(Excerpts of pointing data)
---------------

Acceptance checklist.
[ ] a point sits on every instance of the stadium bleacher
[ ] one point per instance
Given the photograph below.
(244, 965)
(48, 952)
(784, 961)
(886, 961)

---------------

The exercise: All of the data needs to be reproduced exactly, with no line missing.

Exercise response:
Acceptance checklist.
[ ] a point sits on every instance of the stadium bleacher
[ ] one point per instance
Given the photograph below.
(244, 965)
(48, 952)
(784, 961)
(886, 961)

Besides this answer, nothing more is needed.